#### REQUIRED WORK
a) In the vectorizer discussion, what does the final reply say is the upper bound on the remaining scalar iteration count?
b) Continue the vectorizer discussion, picking up right after the last sentence of its final reply.

#### SUPPLIED PASSAGE

▼▼▼

Hi Both,
Thanks for all the reviews/patches so far 😊
> >
> > Looks good, but I wonder what we can do to at least make the multiple
> > exit case behave reasonably? The vectorizer keeps track
>
> > of a "canonical" exit, would it be possible to pass in the main exit
> > edge and use that instead of single_exit (), would other exits then
> > behave somewhat reasonable or would we totally screw things up here?
> > That is, the "canonical" exit would be the counting exit while the
> > other exits are on data driven conditions and thus wouldn't change
> > probability when we reduce the number of iterations(?)
>
> I can add canonical_exit parameter and make the function to direct flow to it
> if
> possible. However overall I think fixup depends on what transformation led to
> the change.
>
> Assuming that vectorizer did no prologues and apilogues and we vectorized
> with factor N, then I think the update could be done more specifically as
> follows.
>
If it helps, how this patch series addresses multiple exits by forcing a scalar
epilogue, all non canonical_exits would have been redirected to this scalar
epilogue, so the remaining scalar iteration count will be at most VF.

▲▲▲

#### ENTRIES

▼▼▼

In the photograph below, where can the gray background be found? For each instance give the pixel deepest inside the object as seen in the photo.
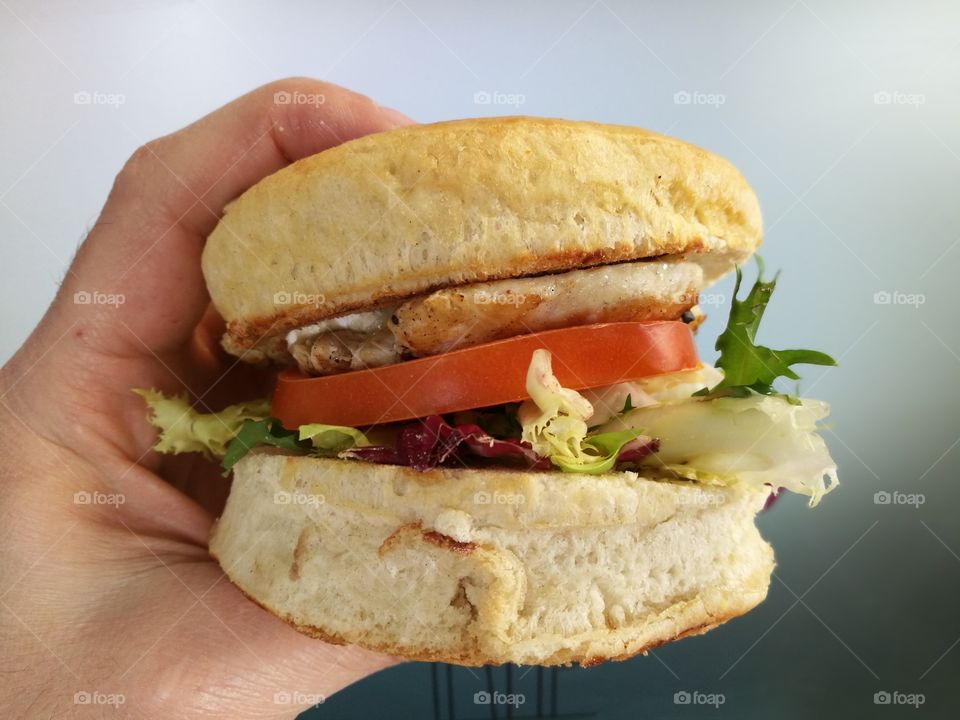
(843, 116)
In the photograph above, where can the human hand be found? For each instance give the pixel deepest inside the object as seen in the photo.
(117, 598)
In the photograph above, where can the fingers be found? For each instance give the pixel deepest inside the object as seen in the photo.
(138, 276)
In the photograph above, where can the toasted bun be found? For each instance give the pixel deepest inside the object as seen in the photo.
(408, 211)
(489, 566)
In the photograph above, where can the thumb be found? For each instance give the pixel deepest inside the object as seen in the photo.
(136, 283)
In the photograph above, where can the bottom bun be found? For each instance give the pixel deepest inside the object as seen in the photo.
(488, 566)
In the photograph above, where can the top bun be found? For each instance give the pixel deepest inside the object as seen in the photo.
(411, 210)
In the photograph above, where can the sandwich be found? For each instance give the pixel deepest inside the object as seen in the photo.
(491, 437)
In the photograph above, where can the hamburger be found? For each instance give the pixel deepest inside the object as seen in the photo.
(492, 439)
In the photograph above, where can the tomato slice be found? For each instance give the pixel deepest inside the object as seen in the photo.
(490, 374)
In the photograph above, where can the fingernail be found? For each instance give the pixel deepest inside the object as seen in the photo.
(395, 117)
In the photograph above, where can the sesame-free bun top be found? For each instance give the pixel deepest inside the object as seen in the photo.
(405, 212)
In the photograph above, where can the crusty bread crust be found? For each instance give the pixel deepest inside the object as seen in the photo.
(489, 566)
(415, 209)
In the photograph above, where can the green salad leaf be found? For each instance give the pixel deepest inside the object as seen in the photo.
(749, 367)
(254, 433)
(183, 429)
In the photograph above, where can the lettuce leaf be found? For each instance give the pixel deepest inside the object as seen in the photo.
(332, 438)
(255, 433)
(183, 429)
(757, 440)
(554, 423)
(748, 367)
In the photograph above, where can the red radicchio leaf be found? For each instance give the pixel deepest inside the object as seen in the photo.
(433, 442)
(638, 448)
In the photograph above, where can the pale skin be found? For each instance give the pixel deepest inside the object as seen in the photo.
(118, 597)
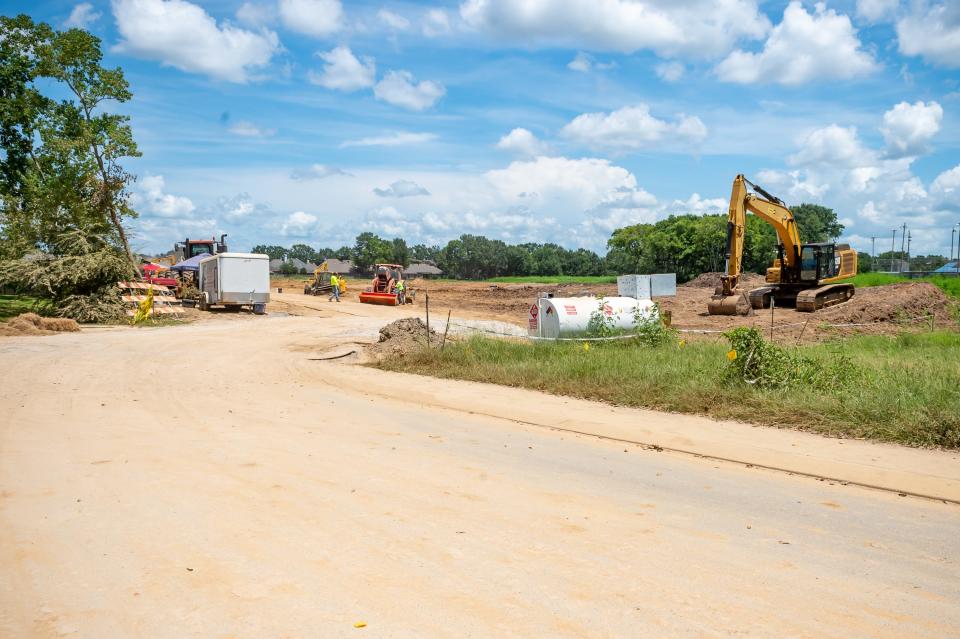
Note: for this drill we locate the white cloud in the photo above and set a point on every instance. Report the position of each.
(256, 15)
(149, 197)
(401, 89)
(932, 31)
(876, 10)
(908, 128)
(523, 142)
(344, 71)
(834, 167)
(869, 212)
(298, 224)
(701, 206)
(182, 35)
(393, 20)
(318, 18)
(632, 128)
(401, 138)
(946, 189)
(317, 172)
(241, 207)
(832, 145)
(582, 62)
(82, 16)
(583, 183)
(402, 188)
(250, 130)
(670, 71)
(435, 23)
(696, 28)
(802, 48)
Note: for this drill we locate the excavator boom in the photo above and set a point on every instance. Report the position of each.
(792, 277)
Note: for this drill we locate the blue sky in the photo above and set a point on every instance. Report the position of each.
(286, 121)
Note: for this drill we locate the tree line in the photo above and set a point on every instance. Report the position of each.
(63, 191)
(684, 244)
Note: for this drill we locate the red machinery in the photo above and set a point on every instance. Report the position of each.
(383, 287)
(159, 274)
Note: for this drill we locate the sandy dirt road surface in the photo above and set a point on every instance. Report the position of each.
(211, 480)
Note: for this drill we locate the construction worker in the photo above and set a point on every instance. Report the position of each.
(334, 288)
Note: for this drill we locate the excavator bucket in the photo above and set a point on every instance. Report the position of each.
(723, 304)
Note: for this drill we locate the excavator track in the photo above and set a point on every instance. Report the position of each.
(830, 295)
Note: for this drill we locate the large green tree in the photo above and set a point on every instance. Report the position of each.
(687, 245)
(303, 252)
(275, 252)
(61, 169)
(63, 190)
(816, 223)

▲▲▲
▼▼▼

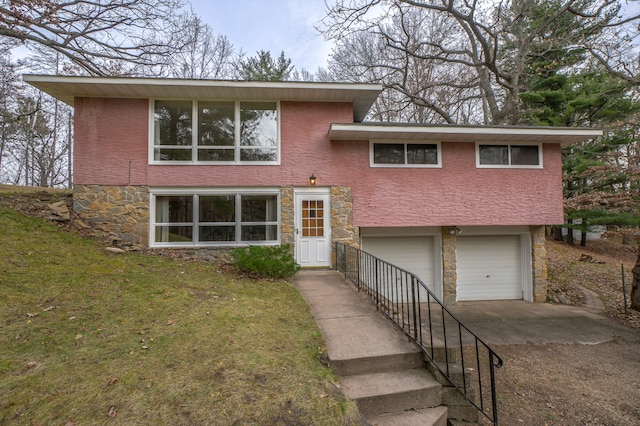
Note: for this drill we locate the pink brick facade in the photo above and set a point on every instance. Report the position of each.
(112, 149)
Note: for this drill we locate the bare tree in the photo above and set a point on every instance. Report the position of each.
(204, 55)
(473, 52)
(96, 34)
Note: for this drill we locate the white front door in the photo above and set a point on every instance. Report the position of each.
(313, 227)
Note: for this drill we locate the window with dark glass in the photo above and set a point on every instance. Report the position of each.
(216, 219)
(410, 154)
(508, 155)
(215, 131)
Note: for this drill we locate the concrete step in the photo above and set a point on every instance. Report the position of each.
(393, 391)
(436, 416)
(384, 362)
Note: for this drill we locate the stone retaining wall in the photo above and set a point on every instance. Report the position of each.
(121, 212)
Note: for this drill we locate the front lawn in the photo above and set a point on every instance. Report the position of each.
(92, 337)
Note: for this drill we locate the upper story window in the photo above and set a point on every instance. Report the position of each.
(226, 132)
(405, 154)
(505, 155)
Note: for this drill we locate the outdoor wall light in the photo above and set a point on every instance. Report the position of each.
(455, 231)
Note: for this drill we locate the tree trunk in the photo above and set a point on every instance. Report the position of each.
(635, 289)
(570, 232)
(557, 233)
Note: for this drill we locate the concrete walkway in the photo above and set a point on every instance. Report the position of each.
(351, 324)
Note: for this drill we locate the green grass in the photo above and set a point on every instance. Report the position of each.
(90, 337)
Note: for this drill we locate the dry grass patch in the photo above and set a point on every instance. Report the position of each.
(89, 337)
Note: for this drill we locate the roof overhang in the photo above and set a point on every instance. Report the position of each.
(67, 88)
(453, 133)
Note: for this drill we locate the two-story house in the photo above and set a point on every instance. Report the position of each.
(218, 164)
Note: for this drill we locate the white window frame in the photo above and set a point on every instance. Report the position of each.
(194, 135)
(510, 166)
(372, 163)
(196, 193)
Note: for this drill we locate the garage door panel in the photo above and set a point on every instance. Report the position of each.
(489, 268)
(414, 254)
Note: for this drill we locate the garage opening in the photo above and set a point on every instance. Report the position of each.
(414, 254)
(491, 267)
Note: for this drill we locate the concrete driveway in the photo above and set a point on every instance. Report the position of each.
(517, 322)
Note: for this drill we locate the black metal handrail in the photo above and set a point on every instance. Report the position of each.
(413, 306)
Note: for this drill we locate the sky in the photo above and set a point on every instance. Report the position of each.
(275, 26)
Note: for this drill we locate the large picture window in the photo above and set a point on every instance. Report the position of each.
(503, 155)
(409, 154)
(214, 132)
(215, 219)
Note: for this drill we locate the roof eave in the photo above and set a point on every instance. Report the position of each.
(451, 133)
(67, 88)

▲▲▲

#### EXERCISE RESULTS
a) At most VF.

b)
Regards,
Tamar
> We know that header block count dropped by 4. So we can start from that
> and each time we reach basic block with exit edge, we know the original count
> of the edge. This count is unchanged, so one can rescale probabilities out of
> that BB accordingly. If loop has no inner loops, we can just walk the body in
> RPO and propagate scales downwards and we sould arrive to right result
>
> I originally added the bound parameter to handle prologues/epilogues which
> gets new artificial bound. In prologue I think you are right that the flow
> will be
> probably directed to the conditional counting iterations.
>
> In epilogue we add no artificial iteration cap, so maybe it is more realistic
> to
> simply scale up probability of all exits?
>
> To see what is going on I tried following testcase:
>
> int a[99];
> test()
> {
> for (int i = 0; i < 99; i++)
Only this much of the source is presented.